EXERCISE INSTRUCTIONS
Check every line of the data below for the word "stool" and say how many have it, without further comment.

(DATA FOR THE TASK Opens)

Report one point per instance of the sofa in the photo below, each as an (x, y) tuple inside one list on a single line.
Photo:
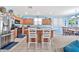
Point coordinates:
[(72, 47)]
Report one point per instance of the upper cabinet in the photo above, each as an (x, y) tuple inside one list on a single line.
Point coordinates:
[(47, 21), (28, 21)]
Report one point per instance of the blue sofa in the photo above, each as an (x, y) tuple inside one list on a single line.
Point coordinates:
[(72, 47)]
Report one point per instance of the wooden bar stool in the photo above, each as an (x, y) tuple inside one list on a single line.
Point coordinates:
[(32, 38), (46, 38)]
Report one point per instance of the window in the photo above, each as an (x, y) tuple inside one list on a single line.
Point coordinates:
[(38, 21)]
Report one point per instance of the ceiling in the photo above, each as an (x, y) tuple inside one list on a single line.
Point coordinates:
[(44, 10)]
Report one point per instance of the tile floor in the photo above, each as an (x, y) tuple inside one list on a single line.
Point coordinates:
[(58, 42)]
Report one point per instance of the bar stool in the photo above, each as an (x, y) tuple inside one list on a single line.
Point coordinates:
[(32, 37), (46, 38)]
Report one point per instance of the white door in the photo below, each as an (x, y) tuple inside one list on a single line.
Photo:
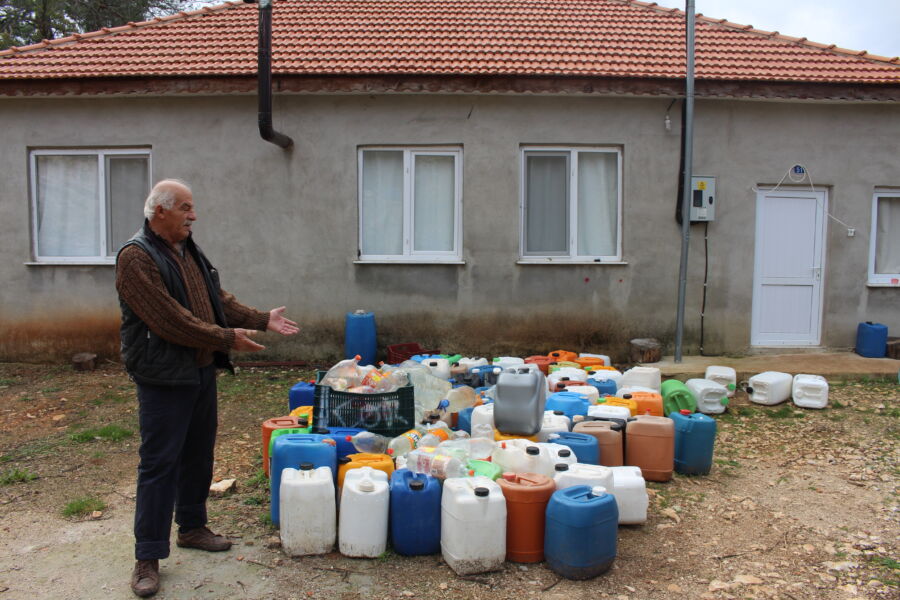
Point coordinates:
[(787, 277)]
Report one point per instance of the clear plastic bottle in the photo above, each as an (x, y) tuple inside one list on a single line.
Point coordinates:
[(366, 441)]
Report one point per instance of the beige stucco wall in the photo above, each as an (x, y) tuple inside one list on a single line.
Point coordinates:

(DATA FOR THE TASK Closes)
(DATA FOR THE TASK Opens)

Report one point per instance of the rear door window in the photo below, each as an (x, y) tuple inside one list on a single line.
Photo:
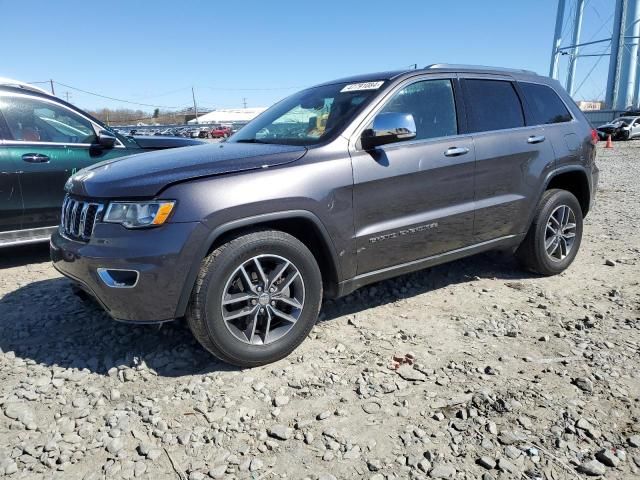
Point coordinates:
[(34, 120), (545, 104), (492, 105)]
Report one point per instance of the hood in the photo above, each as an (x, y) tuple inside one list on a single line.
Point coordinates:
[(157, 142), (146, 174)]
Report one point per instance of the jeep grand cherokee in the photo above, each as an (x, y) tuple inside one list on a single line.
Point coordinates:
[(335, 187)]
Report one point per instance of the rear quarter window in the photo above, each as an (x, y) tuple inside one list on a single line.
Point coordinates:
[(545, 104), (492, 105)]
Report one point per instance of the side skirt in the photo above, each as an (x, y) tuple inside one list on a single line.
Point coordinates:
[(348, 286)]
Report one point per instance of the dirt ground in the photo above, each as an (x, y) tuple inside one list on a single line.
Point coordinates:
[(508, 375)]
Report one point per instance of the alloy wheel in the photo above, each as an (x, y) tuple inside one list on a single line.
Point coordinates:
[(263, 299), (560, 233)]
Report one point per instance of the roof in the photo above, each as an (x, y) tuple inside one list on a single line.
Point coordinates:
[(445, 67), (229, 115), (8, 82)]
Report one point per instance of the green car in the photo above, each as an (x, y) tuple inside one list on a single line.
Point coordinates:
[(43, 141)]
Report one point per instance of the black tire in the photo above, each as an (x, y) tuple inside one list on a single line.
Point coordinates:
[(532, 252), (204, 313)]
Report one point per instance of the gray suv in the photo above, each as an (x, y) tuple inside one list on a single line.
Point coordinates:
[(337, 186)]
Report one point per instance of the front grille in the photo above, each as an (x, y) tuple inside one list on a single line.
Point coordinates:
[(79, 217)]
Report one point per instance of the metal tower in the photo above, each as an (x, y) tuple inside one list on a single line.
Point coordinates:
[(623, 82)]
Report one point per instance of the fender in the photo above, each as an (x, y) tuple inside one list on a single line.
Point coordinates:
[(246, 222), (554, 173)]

(DATA FOR THE TASK Closes)

ANSWER BOX
2